**EXERCISE DESCRIPTION**. Please set down the data again exactly, minus the pictures.

**STUDY MATERIAL**.

···

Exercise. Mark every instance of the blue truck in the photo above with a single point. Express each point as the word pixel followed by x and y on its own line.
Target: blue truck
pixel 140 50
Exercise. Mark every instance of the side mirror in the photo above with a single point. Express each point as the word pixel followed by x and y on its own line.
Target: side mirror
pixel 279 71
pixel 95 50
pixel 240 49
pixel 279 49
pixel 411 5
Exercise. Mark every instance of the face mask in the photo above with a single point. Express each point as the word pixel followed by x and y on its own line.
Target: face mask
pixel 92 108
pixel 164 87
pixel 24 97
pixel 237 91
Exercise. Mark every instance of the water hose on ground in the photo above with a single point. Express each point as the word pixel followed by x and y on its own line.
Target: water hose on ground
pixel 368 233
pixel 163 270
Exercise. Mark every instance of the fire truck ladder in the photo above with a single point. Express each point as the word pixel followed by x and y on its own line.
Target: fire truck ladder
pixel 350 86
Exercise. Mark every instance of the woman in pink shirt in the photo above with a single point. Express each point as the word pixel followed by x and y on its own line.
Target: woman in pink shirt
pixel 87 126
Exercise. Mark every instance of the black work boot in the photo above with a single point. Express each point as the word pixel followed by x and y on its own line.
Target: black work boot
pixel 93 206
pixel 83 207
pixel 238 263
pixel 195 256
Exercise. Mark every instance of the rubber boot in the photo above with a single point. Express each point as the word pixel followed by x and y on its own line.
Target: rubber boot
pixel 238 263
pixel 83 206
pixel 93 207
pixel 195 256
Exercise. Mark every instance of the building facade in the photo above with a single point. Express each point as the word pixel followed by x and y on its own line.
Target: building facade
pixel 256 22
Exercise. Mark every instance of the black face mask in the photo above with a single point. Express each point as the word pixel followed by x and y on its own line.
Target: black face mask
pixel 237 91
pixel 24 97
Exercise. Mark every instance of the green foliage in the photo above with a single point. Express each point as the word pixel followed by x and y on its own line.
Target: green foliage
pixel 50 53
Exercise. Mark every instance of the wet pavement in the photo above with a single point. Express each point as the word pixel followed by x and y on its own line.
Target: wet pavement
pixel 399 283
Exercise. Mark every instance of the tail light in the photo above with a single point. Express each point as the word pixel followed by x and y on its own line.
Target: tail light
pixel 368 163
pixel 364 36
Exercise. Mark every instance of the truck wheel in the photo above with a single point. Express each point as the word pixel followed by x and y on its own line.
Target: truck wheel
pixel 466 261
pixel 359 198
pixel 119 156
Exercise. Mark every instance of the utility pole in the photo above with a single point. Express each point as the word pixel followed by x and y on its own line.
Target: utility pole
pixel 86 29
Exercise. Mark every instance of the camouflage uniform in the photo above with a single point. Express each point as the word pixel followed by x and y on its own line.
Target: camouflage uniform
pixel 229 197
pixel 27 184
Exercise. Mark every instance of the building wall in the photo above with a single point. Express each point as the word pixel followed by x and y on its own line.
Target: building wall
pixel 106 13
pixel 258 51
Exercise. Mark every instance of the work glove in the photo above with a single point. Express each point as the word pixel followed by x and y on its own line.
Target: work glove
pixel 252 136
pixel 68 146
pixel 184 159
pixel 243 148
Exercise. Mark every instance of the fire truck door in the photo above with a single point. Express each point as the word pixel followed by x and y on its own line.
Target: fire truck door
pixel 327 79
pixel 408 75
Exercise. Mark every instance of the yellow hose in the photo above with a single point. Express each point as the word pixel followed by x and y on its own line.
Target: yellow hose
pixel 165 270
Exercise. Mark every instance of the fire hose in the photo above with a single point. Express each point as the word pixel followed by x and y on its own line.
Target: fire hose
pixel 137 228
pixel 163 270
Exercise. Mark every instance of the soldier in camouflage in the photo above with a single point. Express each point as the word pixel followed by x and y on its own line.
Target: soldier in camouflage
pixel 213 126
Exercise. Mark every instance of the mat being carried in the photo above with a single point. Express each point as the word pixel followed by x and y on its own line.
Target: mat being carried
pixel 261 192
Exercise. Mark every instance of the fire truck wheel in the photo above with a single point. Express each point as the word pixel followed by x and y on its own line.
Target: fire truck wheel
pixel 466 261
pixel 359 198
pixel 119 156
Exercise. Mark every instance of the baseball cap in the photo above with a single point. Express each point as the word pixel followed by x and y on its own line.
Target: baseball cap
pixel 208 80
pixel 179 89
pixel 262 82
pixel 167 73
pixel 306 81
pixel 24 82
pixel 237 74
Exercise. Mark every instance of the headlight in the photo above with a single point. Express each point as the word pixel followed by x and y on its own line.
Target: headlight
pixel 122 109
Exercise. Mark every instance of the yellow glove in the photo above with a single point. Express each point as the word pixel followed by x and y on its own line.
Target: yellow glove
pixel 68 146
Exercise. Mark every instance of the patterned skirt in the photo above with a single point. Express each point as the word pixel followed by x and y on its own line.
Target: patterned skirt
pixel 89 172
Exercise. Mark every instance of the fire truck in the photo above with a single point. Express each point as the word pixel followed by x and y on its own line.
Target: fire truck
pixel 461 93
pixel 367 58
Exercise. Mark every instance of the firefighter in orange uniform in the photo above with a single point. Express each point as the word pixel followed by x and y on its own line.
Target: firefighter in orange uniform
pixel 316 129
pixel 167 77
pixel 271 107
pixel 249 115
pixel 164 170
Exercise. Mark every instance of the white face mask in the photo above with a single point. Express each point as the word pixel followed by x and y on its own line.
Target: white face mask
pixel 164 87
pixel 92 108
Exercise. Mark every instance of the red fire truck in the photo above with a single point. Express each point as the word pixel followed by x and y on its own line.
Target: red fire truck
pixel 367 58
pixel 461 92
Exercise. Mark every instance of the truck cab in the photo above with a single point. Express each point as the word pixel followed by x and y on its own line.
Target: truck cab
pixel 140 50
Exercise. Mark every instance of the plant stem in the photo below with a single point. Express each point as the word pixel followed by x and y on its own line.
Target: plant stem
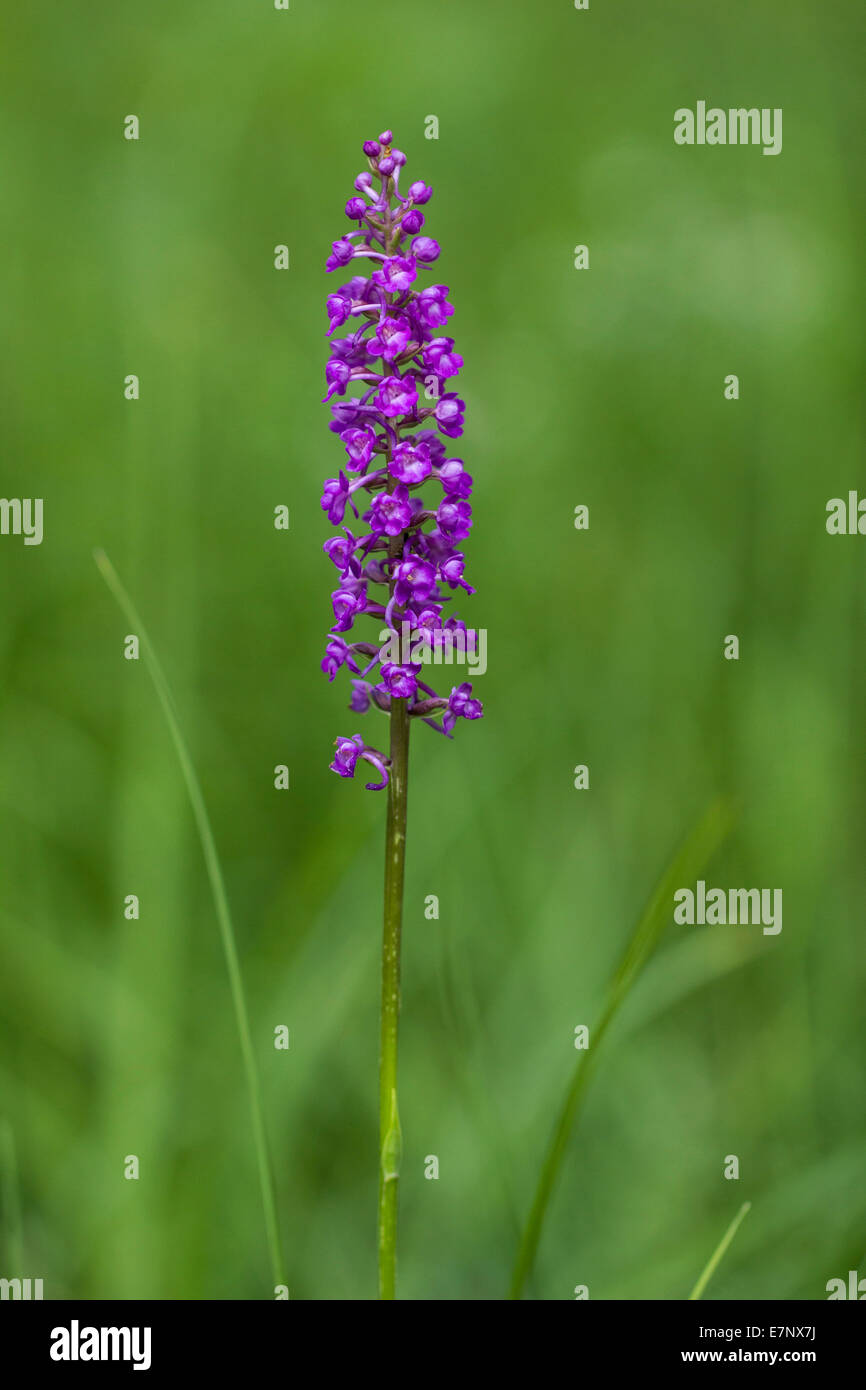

···

**RESPONSE**.
Exercise. Mark every instance of the blue truck in the photo above with a single point. Express each point as the word pixel followed by x and y on its own line.
Target: blue truck
pixel 140 50
Exercise. Mark every instance of the side mirror in the photo above with a single point. Express each point as the word pixel followed by x and y on its own line.
Target: side mirror
pixel 279 71
pixel 95 50
pixel 240 49
pixel 279 49
pixel 411 5
Exercise. Mark every instance of the face mask in the photo above with a single point. Express each point as the word pixel followed by x and y on its own line.
Target: face mask
pixel 92 108
pixel 164 87
pixel 24 97
pixel 237 91
Exercise. Mark every instance of the water hose on ground in the photo above with a single point. Express each point as the word pixel followed by x and y on its own line.
Target: water hose on ground
pixel 368 233
pixel 163 270
Exercise. Mark every instance of the fire truck ladder in the photo above with a single point. Express each point as the word pixel followed by x and y on its own line.
Target: fire truck ladder
pixel 350 86
Exercise. Mark every instance of the woman in pink shirt in the photo above with a single point. Express each point as the word pixel followed by x and y on its own line.
Target: woman in pink shirt
pixel 87 126
Exercise. Mark every instance of the black work boot in the photo above with a single point. Express each point as the word pixel followed by x and y on its own line.
Target: black work boot
pixel 93 206
pixel 83 207
pixel 238 263
pixel 195 256
Exercise. Mark every instance of the rubber boot in the photo above with a single point. Express each point as the word pixel followed by x and y on its own line.
Target: rubber boot
pixel 238 263
pixel 83 206
pixel 93 207
pixel 195 256
Exercise. Mark every instance of the building facade in the photo above with a single point. Express each point as the word pixel followed by x and y on its own line.
Target: building facade
pixel 256 22
Exercise. Mark every instance of the black face mask in the photo above with a single point. Express each point as the word pixel followed by x and y on its own line.
Target: black face mask
pixel 237 91
pixel 24 97
Exercise. Mark every instance of the green foliage in the photo above with a single point. Express each point as the word pixel followed by x and y on its own line.
Target: green foliage
pixel 50 53
Exercise. Mark every instance of the wet pavement in the photo above with a single point. Express each point as the word pixel followed by x and y on its own line.
Target: wet pavement
pixel 399 283
Exercise. Mark every instance of the tail light in the photo above with a single point. Express each point as the word pixel followed by x and y on its own line.
Target: tail light
pixel 368 163
pixel 364 36
Exercise. Mark every instance of the truck wheel in the photo above with a single point. Express each point as the word pixel followed by x and y on its own line.
Target: truck wheel
pixel 466 261
pixel 359 198
pixel 119 156
Exercise. Mark every instance of the utility pole in the photo above with a single point. Express each point as the word pixel followed by x and y on its own line.
Target: utility pole
pixel 86 29
Exercise. Mark every instance of the camouflage uniform in the photo above with a single point. Express each point as the word pixel followed by x and y on its own line.
Target: camouflage uniform
pixel 229 197
pixel 27 184
Exercise. Mark every instance of the building wall in the photo above with a single point. Express each point as the word pixel followed by x and y on its own line.
Target: building wall
pixel 106 13
pixel 258 51
Exercise. Mark every instance of the work glove in the photo above with a single point. Express each point as the word pixel followed by x and y on its own line.
Target: work glove
pixel 252 136
pixel 68 146
pixel 184 159
pixel 243 148
Exercise. Mark every instance of the fire truck door in the photo above with a single point. Express each point as the word pixel followed by x and y on its own line.
Target: fire truck door
pixel 327 79
pixel 408 75
Exercise. Mark every instance of the yellow hose in the photo above with a single point. Express each point as the word pixel followed by x and y on its own line.
Target: yellow hose
pixel 165 270
Exercise. Mark every instance of the fire hose in the photo above with a single point. Express each point as the word pixel followed by x and y on its own line.
Target: fire hose
pixel 137 228
pixel 163 270
Exercise. Mark every instance of the soldier in camouflage in the photo above with a single point. Express each point as the word pixel followed by x and y on its own line.
Target: soldier in camouflage
pixel 213 126
Exercise. Mark every instance of the mat being carried in the photo above with a single point. Express each point as the word pixel followed by x and y on its own line.
Target: mat being carried
pixel 261 192
Exercise. Mark every instance of the fire truck wheel in the photo above with a single point. Express each point as the word pixel followed by x and y on its own line.
Target: fire truck wheel
pixel 466 261
pixel 359 198
pixel 119 156
Exercise. Mark every instance of the baseball cap in the photo above with a single point. Express each point as the word pixel followed by x and y on its own line.
Target: baseball cap
pixel 208 80
pixel 179 89
pixel 262 82
pixel 167 73
pixel 306 81
pixel 24 82
pixel 237 74
Exercise. Mark every instance of the headlight in the photo above with a single point. Express each point as the word pixel followed by x and y on its own line.
Target: headlight
pixel 122 109
Exercise. Mark every instance of the yellow glove in the photo above with a single point. Express each point as the word pixel followed by x and y on its own line.
Target: yellow glove
pixel 68 146
Exercise. Mark every instance of the patterned skirt in the photo above with a single point. Express each point as the word pixel followed by x and y on its own line.
Target: patterned skirt
pixel 89 172
Exercise. Mark every instance of the fire truck in the photo above with a single point. Express each point as the word pixel followed by x and y on its own line.
Target: fire truck
pixel 461 93
pixel 367 58
Exercise. Mark every instance of the firefighter in orange uniform in the photo above with a single point. Express each point as the word pixel followed by x and y on its own line.
Target: firefighter in orange uniform
pixel 316 129
pixel 167 77
pixel 271 107
pixel 249 115
pixel 164 170
Exercise. Mark every instance of the white face mask in the photo above with a single point. Express each point as the word pixel followed by x and y on its own line.
Target: white face mask
pixel 164 87
pixel 92 108
Exercise. Mark every instance of the red fire truck in the photo above with a single point. Express each point as the word pixel followed by x and y on its own line.
Target: red fire truck
pixel 367 58
pixel 461 92
Exercise. Mark every instance of the truck cab in the photo above with a single point. Express each point as the word pixel followed by x and y on its own line.
Target: truck cab
pixel 140 50
Exercise. Mark every instance of the plant stem in the photo below with a single point. Express each point as the word pixel followed by x and y on its own line.
Target: plant stem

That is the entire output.